### Excerpted passage
Humans don’t like uncertainty.  They would prefer to ignore it if possible.  Psychologists have observed that humans avoid situations in which they have to face uncertainties.  Presented with uncertainty or ambiguity about possible choices, they often refuse to make decisions, or decide based on clearly suboptimal criteria. 

 

Yet evidence also shows that being aware of the uncertainties about predictions improves decision making among experts and nonexperts (Nadav-Greenberg and Joslyn 2009).  Clear interpretation requires consideration of the underlying uncertainties.  Uncertainty provides context in which one can make comparisons and tradeoffs.  Ignoring uncertainty in statistical calculations produces specious patterns that are not reliable characterizations of reality, or even of the available data (cf., Jones 2013). 

Flaws of modern predictive analytics

 

A critical misconception about predictive analytics is that huge data sets are the keys to unlocking any statistical mystery.  This misconception festers into what the The New York Times has called “big data hybris” (Lohr 2014) when it is accompanied by massive overfitting, neglect of structural uncertainty, and statistical self-deception. 

 

Predictive failures are far more common than they should be in probabilistic and statistical modeling.  There have been many examples:

 

  • NASA estimated the risk of catastrophic failure of the Shuttle to be 1/10,000 per flight, but its observed failure rate was about 1 per 70 flights (Hamlin et al. 2011).
  • The National Weather Service and the Army Corps of Engineers strongly underestimate risks of “100-year floods” and miscommunicate uncertainties about flooding risks (Morss and Wahl 2007; NRC 2006; NWS 1998).
  • Observed failures and near-misses found at the Diablo Canyon Nuclear Power Plant reveal gross understatement of its assessed risks (Lochbaum 2011).
  • Failure cascades in electricity distribution systems are much more common than they are forecasted to be (RAWG 2005; USCPSOTF 2006).
  • Probabilistic assessments grossly and systematically understating risks in the financial industry by factors of hundreds precipitated the 2008 recession (Savage 2012).
  • The error that caused the loss of NASA’s Mars Climate Orbiter was the confusion of English and metric units (Isbell et al. 1999; JPL 1999).
  • The spectacular failure of the Google Flu Trends was apparently due to massive overfitting and unaccounted autocorrelation (Lazer et al. 2014).
  • The financial debacle of 2008 has been attributed by Nate Silver to the failure to distringuish between aleatory and epistemic ncertainty.  “...the ratings agencies' problem was in being unable or uninterested in appreciating the distinction between risk and uncertainty" (Silver 2012, chapter 1).
  • The Kansai International Airport was built on a man-made island in Osaka Bay.  Engineers knew that the fill material making up the island would settle over time and lower the elevation of the island, but planners ignored the uncertainty of this forecast.  The airport will sink below sea level over the next 50 years (Mesri and Funk 2014).
  • The very successful drug Vioxx was voluntarily withdrawn from the pharmaceutical market because uncertainty about possible side effects was misjudged. FDA practices in fact shift the burden of proof about such risks when drugs are reconsidered after original approval.

### Directions
Reproduce, word for word, the part of the passage on uncertainty in predictive analytics that opens with the words containing "Predictive failures are" and closes with "et al. 2011).".

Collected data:
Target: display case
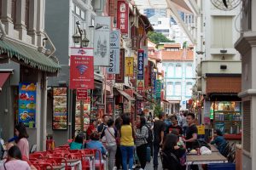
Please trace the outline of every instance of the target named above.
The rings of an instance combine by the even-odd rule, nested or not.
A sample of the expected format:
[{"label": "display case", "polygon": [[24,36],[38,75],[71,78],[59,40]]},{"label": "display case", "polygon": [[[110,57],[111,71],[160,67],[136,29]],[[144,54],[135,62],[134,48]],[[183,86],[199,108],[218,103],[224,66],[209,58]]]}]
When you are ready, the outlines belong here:
[{"label": "display case", "polygon": [[220,129],[224,134],[240,133],[241,102],[214,101],[212,103],[211,110],[213,113],[212,118],[213,118],[214,129]]}]

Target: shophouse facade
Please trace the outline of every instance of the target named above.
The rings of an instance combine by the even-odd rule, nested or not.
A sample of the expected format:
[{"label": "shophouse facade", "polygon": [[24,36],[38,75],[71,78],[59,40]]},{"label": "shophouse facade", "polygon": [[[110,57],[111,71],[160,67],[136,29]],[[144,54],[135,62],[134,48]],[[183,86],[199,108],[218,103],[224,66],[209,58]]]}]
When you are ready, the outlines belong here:
[{"label": "shophouse facade", "polygon": [[1,138],[12,138],[21,122],[30,145],[45,150],[48,77],[61,70],[44,30],[45,1],[2,0],[0,7]]}]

### Solution for this exercise
Predictive failures are far more common than they should be in probabilistic and statistical modeling.  There have been many examples:

 

  • NASA estimated the risk of catastrophic failure of the Shuttle to be 1/10,000 per flight, but its observed failure rate was about 1 per 70 flights (Hamlin et al. 2011).